* **Material for the task**
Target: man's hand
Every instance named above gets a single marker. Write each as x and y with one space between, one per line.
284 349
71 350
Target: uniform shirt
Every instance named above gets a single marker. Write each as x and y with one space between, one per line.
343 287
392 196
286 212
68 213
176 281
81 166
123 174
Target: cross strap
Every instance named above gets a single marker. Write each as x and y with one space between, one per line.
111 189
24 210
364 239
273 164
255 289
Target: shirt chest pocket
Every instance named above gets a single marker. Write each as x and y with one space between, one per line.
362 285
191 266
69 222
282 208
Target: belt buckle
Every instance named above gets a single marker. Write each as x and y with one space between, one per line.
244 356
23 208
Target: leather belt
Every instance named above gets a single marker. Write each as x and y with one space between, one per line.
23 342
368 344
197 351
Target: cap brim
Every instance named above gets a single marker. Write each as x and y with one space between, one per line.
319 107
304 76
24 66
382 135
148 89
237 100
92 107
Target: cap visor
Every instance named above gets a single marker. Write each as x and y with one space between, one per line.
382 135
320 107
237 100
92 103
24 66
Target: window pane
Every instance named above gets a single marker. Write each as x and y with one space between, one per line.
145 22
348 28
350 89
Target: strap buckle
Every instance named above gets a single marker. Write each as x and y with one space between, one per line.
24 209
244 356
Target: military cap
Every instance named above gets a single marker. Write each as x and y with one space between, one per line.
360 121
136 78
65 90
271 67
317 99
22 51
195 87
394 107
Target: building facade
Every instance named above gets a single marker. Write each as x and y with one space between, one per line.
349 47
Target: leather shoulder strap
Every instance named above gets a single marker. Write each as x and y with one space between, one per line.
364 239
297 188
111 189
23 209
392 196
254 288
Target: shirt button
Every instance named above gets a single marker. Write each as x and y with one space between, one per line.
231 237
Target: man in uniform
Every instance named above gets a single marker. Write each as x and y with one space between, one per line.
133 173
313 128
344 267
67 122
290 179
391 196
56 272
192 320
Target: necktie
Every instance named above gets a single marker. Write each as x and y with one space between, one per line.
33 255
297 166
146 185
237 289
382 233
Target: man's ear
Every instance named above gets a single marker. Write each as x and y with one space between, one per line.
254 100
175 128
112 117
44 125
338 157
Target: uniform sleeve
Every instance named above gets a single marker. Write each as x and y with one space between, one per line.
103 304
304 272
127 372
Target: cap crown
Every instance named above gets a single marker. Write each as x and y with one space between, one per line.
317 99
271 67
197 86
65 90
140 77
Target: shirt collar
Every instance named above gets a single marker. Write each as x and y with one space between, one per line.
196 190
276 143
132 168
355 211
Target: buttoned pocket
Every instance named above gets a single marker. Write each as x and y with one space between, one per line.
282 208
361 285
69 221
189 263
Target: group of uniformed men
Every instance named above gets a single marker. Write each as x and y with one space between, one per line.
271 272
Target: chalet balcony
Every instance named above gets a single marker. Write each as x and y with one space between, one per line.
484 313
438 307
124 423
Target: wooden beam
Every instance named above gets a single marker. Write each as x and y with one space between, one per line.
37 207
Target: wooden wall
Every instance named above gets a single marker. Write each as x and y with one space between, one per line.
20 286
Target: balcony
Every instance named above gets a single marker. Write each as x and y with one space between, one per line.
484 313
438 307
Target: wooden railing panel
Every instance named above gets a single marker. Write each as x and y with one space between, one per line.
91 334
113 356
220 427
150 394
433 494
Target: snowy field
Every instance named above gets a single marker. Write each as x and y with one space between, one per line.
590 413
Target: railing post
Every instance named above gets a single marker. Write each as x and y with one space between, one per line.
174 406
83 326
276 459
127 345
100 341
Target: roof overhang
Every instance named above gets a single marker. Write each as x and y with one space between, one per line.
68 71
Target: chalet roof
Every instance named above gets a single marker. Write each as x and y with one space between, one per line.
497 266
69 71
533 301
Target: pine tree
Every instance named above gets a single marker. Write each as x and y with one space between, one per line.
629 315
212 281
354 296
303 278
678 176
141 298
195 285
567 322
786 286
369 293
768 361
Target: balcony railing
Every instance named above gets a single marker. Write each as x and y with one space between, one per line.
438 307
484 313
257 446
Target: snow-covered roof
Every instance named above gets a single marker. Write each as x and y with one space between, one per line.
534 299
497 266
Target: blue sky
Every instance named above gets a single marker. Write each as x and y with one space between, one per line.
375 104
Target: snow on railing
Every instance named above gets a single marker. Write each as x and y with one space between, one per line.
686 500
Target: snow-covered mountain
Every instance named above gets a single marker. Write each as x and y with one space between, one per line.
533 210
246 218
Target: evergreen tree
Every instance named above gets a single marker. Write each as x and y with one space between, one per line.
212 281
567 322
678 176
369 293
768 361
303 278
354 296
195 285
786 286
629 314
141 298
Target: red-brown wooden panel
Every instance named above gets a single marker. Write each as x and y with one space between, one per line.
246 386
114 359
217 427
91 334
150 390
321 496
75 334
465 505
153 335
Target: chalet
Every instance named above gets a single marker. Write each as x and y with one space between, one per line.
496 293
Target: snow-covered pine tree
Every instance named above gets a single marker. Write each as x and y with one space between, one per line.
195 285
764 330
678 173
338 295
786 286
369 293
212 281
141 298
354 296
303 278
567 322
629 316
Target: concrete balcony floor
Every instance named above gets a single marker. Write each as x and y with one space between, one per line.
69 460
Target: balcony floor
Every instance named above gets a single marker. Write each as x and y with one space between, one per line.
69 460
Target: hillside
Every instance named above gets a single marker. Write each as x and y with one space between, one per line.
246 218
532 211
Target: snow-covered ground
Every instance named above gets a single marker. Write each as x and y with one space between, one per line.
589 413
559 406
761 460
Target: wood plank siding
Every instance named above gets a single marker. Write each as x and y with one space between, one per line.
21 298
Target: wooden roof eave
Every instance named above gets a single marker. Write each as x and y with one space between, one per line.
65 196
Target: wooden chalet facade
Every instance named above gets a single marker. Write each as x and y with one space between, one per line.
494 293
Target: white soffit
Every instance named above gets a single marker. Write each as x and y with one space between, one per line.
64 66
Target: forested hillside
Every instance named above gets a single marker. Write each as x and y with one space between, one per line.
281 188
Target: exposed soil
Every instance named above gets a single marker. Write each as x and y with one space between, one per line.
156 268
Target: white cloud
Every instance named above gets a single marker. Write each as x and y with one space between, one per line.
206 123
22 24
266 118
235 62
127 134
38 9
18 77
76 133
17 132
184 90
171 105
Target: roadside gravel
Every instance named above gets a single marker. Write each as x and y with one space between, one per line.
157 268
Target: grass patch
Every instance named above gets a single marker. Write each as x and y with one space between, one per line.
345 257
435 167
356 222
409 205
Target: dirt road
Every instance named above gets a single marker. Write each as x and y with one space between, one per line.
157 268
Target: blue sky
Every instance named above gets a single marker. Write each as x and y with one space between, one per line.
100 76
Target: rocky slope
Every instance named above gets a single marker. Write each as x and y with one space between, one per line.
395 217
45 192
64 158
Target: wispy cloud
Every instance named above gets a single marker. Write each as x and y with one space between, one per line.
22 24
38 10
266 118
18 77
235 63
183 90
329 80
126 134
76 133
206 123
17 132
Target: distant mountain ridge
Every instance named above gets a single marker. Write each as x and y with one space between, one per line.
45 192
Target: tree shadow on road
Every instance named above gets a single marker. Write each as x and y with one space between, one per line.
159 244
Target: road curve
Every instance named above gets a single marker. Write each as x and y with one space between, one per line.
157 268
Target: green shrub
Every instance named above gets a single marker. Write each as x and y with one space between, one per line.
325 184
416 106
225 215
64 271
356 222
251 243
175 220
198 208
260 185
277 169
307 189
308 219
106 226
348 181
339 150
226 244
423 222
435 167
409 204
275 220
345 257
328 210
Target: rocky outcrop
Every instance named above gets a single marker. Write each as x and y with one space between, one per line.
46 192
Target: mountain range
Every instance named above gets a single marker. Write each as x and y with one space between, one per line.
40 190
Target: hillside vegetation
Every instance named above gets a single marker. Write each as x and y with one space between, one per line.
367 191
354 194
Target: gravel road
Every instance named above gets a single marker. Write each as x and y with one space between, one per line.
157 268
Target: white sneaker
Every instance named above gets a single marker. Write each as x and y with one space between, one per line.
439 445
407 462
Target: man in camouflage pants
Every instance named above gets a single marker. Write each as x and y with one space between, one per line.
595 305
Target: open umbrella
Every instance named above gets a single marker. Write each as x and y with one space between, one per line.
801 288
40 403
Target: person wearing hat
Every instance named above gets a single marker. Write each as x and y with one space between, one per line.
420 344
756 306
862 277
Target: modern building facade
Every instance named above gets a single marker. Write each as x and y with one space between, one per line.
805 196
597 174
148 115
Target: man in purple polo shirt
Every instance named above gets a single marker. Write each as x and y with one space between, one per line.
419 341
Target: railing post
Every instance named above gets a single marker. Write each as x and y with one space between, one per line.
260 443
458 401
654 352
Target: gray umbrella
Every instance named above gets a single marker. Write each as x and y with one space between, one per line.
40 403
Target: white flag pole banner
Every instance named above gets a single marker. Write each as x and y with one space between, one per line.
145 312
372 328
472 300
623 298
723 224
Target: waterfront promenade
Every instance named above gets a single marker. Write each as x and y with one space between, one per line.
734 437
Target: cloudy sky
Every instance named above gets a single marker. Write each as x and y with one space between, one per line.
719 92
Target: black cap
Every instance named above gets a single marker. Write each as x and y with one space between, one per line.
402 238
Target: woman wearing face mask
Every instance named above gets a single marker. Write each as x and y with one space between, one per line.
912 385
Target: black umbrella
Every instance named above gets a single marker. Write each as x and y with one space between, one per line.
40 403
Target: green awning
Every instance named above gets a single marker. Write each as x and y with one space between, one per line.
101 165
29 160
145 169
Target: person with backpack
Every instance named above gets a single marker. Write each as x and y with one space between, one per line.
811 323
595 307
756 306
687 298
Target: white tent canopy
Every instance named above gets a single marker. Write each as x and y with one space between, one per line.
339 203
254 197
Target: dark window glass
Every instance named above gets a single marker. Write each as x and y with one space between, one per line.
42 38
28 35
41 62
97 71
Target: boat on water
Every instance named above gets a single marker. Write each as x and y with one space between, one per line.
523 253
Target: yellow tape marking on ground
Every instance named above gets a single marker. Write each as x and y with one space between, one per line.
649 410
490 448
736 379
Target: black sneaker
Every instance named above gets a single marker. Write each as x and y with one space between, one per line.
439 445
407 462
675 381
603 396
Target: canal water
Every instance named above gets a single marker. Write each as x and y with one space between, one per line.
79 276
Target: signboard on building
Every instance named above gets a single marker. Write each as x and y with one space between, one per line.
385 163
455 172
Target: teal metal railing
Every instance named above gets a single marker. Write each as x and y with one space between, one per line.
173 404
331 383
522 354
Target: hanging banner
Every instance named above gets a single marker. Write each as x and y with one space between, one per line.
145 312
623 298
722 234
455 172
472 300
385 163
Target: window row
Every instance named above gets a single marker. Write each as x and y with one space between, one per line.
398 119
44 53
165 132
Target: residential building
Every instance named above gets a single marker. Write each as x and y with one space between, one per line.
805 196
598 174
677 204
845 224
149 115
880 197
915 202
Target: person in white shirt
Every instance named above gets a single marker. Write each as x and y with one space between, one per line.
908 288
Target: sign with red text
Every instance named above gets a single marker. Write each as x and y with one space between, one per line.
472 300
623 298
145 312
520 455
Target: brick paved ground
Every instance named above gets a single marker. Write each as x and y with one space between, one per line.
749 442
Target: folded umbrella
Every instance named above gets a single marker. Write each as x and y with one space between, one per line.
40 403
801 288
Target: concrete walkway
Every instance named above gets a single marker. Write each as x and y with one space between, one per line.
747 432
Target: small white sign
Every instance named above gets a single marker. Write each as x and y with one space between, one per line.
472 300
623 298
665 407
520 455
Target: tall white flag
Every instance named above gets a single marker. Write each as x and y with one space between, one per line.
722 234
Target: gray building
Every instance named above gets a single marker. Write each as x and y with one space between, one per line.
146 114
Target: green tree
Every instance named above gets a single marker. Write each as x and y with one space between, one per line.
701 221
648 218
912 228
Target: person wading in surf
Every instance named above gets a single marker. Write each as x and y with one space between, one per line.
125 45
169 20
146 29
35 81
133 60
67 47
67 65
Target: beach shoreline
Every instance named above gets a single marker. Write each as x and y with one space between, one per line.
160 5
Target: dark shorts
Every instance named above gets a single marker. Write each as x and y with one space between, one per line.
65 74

* **Exercise**
Rescale the records starting at the line that contains "Target: green tree" and ending at the last line of the records, copying every line in that span, requests included. Multiply each point coordinate by 2.6 and round it to a whole number, rounding halves up.

* **Task solution**
Target: green tree
Every instance named above gets a single marker. Write each as x and y with one space between, one per line.
1823 575
1685 567
2371 593
Target: person wading in surf
Every instance named above gets a single marker. Write each as x and y with one space between, one per line.
325 117
439 52
380 75
91 211
346 156
174 122
174 169
Target: beach shoreline
Every instance named above gets a single marker. Write each as x and y with one space between, one per line.
416 13
Target: dark shorts
Every instance named above gets a single marker. Write each as x and y with one space between, one per line.
169 192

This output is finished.